EXERCISE REQUIREMENTS: Print the listing in full, keeping every line exactly as it is.

RECORDS FOR THIS EXERCISE:
★ ★ ★ ★ ★ ★ ★

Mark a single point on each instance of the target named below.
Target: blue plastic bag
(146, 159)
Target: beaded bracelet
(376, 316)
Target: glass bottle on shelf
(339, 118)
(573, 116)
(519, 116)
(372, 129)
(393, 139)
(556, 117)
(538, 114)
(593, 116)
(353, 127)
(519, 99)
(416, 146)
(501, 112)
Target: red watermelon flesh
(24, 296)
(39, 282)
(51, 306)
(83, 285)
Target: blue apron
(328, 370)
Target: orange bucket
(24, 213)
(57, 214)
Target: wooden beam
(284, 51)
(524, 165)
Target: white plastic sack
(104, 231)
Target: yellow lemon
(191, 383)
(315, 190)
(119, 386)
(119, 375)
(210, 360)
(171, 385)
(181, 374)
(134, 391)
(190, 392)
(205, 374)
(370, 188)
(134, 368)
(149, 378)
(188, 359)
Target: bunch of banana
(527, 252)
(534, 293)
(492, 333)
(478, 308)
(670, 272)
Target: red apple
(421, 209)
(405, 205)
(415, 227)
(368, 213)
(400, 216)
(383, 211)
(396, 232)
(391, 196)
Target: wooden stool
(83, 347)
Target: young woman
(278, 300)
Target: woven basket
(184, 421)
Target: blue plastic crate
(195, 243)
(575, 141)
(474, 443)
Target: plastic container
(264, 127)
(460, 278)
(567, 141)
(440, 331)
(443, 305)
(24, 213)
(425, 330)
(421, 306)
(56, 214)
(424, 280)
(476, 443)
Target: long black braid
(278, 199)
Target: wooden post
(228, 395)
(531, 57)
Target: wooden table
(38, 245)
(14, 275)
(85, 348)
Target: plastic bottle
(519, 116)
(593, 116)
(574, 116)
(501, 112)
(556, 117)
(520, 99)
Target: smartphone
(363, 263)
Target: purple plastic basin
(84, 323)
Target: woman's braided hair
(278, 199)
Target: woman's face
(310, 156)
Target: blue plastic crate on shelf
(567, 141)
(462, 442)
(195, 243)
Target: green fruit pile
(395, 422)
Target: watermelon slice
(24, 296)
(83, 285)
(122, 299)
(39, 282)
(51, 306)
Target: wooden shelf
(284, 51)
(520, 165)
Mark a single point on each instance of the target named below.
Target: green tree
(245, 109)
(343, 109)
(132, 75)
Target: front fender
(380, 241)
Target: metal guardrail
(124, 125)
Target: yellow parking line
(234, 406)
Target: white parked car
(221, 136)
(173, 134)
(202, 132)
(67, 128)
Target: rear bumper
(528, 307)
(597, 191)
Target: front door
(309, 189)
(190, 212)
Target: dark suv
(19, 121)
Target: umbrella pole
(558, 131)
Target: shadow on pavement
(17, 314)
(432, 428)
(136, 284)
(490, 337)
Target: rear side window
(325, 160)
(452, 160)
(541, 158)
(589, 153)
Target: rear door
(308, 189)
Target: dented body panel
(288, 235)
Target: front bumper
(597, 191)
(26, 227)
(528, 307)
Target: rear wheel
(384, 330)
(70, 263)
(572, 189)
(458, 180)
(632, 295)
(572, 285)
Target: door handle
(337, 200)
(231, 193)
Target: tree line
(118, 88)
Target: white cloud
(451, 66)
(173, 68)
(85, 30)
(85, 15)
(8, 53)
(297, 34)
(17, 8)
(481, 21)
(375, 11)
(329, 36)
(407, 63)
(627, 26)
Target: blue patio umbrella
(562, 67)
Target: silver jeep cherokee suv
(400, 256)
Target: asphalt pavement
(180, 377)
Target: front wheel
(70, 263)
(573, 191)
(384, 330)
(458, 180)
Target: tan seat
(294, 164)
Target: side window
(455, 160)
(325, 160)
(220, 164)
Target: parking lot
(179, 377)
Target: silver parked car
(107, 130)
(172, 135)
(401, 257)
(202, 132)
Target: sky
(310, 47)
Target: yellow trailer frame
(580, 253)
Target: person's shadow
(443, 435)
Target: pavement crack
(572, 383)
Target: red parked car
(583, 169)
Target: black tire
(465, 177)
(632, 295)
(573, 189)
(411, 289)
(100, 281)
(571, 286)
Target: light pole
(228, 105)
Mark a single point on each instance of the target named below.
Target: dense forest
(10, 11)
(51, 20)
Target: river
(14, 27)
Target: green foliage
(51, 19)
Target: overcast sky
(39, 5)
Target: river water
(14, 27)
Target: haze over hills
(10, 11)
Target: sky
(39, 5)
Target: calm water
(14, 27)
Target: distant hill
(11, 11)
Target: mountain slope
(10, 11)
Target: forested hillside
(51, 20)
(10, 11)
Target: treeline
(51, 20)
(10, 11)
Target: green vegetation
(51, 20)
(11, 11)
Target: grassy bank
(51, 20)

★ ★ ★ ★ ★ ★ ★

SOLUTION TO THIS PROBLEM:
Mark a single point on each instance of the target named below.
Target: blue plastic bag
(146, 159)
Target: beaded bracelet
(376, 316)
Target: glass bottle on shelf
(339, 118)
(573, 116)
(519, 116)
(372, 129)
(393, 139)
(556, 117)
(538, 114)
(593, 116)
(353, 127)
(519, 99)
(416, 146)
(501, 112)
Target: red watermelon flesh
(24, 296)
(39, 282)
(51, 306)
(83, 285)
Target: blue apron
(328, 370)
Target: orange bucket
(24, 213)
(57, 214)
Target: wooden beam
(284, 51)
(524, 165)
Target: white plastic sack
(104, 231)
Target: yellow lemon
(191, 383)
(315, 190)
(119, 386)
(119, 375)
(210, 360)
(171, 385)
(181, 374)
(134, 391)
(190, 392)
(205, 374)
(370, 188)
(134, 368)
(149, 378)
(188, 359)
Target: bunch of banana
(527, 252)
(534, 293)
(492, 333)
(478, 308)
(670, 272)
Target: red apple
(421, 209)
(405, 205)
(415, 227)
(368, 213)
(400, 216)
(383, 211)
(396, 232)
(391, 196)
Target: wooden stool
(83, 347)
Target: young woman
(278, 300)
Target: woven basket
(184, 421)
Target: blue plastic crate
(195, 243)
(575, 141)
(474, 443)
Target: plastic container
(264, 127)
(460, 278)
(567, 141)
(440, 331)
(443, 305)
(24, 213)
(425, 330)
(421, 306)
(56, 214)
(424, 280)
(476, 443)
Target: long black braid
(278, 199)
Target: wooden post
(228, 395)
(531, 57)
Target: wooden table
(38, 245)
(14, 275)
(85, 348)
Target: plastic bottle
(519, 116)
(593, 116)
(574, 116)
(501, 112)
(556, 117)
(520, 99)
Target: smartphone
(363, 263)
Target: purple plastic basin
(84, 323)
Target: woman's braided hair
(278, 199)
Target: woman's face
(310, 156)
Target: blue plastic crate on shelf
(567, 141)
(462, 442)
(195, 243)
Target: green fruit pile
(395, 422)
Target: watermelon slice
(24, 296)
(83, 285)
(122, 299)
(39, 282)
(51, 306)
Target: wooden shelf
(284, 51)
(520, 165)
Mark a single point on each instance of the target named below.
Target: green tree
(245, 109)
(343, 109)
(132, 75)
Target: front fender
(380, 241)
Target: metal guardrail
(124, 125)
Target: yellow parking line
(234, 406)
Target: white parked car
(221, 136)
(173, 134)
(202, 132)
(67, 128)
Target: rear bumper
(528, 307)
(597, 191)
Target: front door
(309, 189)
(190, 212)
Target: dark suv
(19, 121)
Target: umbrella pole
(558, 131)
Target: shadow on pavement
(17, 314)
(432, 428)
(136, 284)
(490, 337)
Target: rear side window
(325, 160)
(452, 160)
(541, 158)
(589, 153)
Target: rear door
(308, 189)
Target: dented body panel
(288, 235)
Target: front bumper
(597, 191)
(26, 227)
(528, 307)
Target: rear wheel
(384, 330)
(70, 263)
(572, 189)
(458, 180)
(632, 295)
(572, 285)
Target: door handle
(337, 200)
(231, 193)
Target: tree line
(118, 88)
Target: white cloud
(451, 66)
(173, 68)
(85, 30)
(85, 15)
(8, 53)
(297, 34)
(17, 8)
(481, 21)
(375, 11)
(329, 36)
(407, 63)
(627, 26)
Target: blue patio umbrella
(562, 67)
Target: silver jeep cherokee suv
(400, 256)
Target: asphalt pavement
(180, 377)
Target: front wheel
(70, 263)
(573, 191)
(384, 330)
(458, 180)
Target: tan seat
(294, 164)
Target: side window
(455, 160)
(325, 160)
(220, 164)
Target: parking lot
(179, 377)
Target: silver parked car
(107, 130)
(172, 135)
(401, 257)
(202, 132)
Target: sky
(310, 47)
Target: yellow trailer frame
(580, 253)
Target: person's shadow
(443, 435)
Target: pavement crack
(572, 383)
Target: red parked car
(583, 169)
Target: black tire
(465, 177)
(632, 295)
(573, 189)
(411, 289)
(100, 281)
(571, 286)
Target: light pole
(228, 105)
Mark a single point on each instance of the target named below.
Target: dense forest
(10, 11)
(51, 20)
Target: river
(14, 27)
Target: green foliage
(51, 19)
Target: overcast sky
(39, 5)
Target: river water
(14, 27)
Target: haze over hills
(10, 11)
Target: sky
(39, 5)
Target: calm water
(14, 27)
Target: distant hill
(11, 11)
Target: mountain slope
(10, 11)
Target: forested hillside
(51, 20)
(10, 11)
Target: treeline
(51, 20)
(10, 11)
Target: green vegetation
(51, 20)
(11, 11)
Target: grassy bank
(51, 20)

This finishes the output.